* _WORK REQUEST_
Copy the stretch of the drug label article below from "Peter Lurie, deputy" through "in plain English." word for word.

Prescription drug labels will be easier to read and updated quickly on the Internet as part of an effort being launched later this year to improve information for doctors and patients, a U.S. health official said Wednesday.
Regulators have been promising a major revamp of prescribing instructions for years. Labels for physicians now run several pages and have side-effect information scattered throughout. It can take months for new warnings to be added.
Rules outlining a new format will be issued soon, said Dr. Scott Gottlieb, the Food and Drug Administration deputy commissioner for medical and scientific affairs. He declined to provide details.
"This is an important step toward creating an electronic environment for drug safety and drug effectiveness information that will make it easier for doctors and patients to get up-to-date information right at the point of care," Gottlieb told reporters.
The step is part of a broader program that will begin in November to make important information readily available by electronic means such as over the Internet or through personal digital assistants, he said.
Drug makers will have to submit changes to their product labels electronically starting next month in a standard format that makes updating older versions "seamless and automatic," Gottlieb said.
The agency also is "seriously discussing" releasing regular updates, perhaps weekly, about side effect reports for drugs on the market, he said.
Peter Lurie, deputy director of Public Citizen's Health Research Group, a consumer group, said the ideas were good ones, but noted that the FDA should approve more "medication guides" that explain risks and benefits to consumers in plain English.

* _DATA FOR ANALYSIS_

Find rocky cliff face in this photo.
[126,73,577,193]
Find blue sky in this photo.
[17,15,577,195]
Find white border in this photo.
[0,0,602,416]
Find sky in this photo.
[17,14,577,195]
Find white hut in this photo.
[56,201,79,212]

* _EXERCISE OUTPUT_
Peter Lurie, deputy director of Public Citizen's Health Research Group, a consumer group, said the ideas were good ones, but noted that the FDA should approve more "medication guides" that explain risks and benefits to consumers in plain English.